# [WORK TO DO]
Rescale the material starting at the line that contains "man in black" and ending at the line that contains "of the russian", writing out every one of those lines again with the requests included. Multiply only the x and y coordinates in the answers by 1.9 and round each to a whole number, with halves rounded up.

— START OF ENTRIES PROVIDED —

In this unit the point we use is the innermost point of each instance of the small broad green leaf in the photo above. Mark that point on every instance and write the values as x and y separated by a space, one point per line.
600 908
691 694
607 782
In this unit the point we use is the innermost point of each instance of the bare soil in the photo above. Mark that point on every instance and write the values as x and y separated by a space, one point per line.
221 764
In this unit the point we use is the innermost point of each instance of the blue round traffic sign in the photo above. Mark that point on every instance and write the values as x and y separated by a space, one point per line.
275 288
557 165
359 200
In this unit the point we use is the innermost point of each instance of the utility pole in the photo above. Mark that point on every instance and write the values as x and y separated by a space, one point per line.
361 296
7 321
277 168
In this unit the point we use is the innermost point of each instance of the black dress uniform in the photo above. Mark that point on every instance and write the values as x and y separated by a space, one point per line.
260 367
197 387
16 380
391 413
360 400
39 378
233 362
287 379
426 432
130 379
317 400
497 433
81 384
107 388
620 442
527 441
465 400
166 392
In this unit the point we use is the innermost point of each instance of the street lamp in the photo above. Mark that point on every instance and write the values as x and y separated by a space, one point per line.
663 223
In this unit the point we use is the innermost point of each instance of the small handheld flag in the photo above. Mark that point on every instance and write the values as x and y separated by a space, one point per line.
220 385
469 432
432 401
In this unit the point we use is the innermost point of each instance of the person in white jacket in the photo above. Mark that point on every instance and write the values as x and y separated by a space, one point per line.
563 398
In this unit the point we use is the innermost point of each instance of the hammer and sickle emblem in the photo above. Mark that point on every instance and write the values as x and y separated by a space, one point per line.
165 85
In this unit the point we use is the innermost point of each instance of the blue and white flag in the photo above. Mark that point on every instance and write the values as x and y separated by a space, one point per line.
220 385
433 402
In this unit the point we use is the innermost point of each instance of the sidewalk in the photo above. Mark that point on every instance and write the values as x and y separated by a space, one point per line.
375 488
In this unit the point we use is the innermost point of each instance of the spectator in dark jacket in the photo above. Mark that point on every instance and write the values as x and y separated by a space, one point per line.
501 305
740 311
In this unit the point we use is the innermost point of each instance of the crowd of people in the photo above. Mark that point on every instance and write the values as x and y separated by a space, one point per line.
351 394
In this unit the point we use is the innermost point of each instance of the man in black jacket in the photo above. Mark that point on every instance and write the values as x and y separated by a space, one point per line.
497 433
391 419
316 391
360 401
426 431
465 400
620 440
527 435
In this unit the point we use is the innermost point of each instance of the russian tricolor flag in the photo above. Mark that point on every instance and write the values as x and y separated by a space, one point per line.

— END OF ENTRIES PROVIDED —
— START OF ENTRIES PROVIDED —

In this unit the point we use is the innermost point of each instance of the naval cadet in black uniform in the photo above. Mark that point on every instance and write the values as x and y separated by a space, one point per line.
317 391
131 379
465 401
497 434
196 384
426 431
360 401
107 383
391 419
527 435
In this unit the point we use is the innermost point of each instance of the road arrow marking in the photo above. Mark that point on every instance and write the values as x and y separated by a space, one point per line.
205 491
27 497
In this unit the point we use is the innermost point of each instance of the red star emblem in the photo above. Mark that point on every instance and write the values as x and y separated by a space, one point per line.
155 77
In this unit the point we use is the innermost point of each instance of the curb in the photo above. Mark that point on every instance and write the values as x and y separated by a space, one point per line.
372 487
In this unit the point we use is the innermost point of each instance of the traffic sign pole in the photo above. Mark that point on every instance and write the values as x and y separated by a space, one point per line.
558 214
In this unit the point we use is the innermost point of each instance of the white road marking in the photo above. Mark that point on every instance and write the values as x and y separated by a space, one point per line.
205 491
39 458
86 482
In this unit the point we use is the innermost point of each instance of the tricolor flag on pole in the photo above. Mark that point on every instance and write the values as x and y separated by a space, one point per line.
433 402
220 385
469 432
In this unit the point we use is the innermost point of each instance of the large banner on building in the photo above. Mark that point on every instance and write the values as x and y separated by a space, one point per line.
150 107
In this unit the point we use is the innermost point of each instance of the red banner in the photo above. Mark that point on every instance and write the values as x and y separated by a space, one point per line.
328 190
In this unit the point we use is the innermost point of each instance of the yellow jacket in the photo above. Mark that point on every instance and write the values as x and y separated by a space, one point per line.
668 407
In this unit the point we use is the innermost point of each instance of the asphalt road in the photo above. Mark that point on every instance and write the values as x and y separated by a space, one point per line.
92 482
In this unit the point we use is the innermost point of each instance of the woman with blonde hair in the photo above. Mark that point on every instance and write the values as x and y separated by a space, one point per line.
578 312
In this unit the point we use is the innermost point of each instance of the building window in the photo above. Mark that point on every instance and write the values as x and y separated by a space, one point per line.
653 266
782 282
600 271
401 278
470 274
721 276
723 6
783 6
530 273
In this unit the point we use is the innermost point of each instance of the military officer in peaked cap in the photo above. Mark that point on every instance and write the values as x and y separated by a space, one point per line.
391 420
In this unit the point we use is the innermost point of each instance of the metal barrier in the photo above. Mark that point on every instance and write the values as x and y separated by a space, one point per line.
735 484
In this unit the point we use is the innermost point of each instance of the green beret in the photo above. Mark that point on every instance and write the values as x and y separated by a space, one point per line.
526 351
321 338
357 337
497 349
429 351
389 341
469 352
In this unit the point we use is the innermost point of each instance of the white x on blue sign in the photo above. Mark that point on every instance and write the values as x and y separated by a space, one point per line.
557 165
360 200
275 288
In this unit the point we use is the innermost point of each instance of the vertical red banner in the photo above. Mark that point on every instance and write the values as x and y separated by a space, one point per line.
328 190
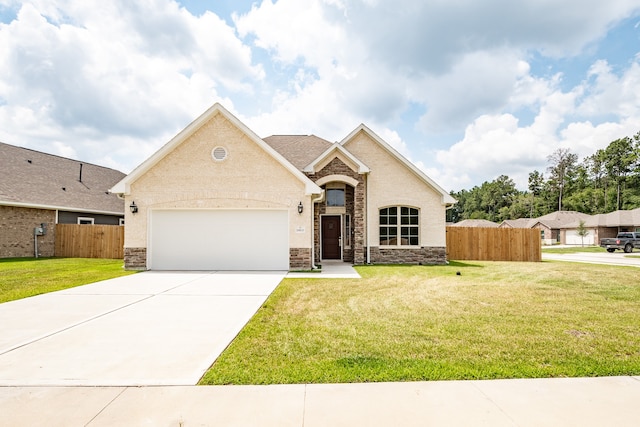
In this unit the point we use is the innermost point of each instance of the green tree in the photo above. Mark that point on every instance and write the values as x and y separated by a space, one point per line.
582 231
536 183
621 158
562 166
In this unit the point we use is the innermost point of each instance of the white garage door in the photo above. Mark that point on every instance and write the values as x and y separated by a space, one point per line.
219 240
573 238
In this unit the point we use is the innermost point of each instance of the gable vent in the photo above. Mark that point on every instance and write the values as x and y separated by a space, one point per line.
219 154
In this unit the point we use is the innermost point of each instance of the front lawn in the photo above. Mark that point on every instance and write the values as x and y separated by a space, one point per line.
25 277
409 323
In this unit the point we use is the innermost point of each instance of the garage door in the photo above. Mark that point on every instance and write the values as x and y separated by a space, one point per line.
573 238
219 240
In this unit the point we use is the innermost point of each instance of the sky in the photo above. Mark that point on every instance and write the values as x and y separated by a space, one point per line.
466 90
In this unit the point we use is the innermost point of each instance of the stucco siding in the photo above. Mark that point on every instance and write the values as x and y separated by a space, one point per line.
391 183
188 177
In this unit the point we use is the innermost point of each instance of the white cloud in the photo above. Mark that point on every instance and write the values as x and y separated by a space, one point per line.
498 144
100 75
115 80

— END OF ENTRIES PROVIDED —

# [ANSWER IN FULL]
In this unit the point we use is the innermost point of each instance of the man in black jacket in the photo above. Mark that point on every instance and write the values as x and y separated by a space, one point per line.
944 823
743 796
600 743
684 762
809 819
884 760
1178 836
1001 827
In this unit the point we use is the innermost point of each instance of the russian tricolor flag in the photo above. Mark that point on every instance and write the values as x and y separated by a space, one point per line.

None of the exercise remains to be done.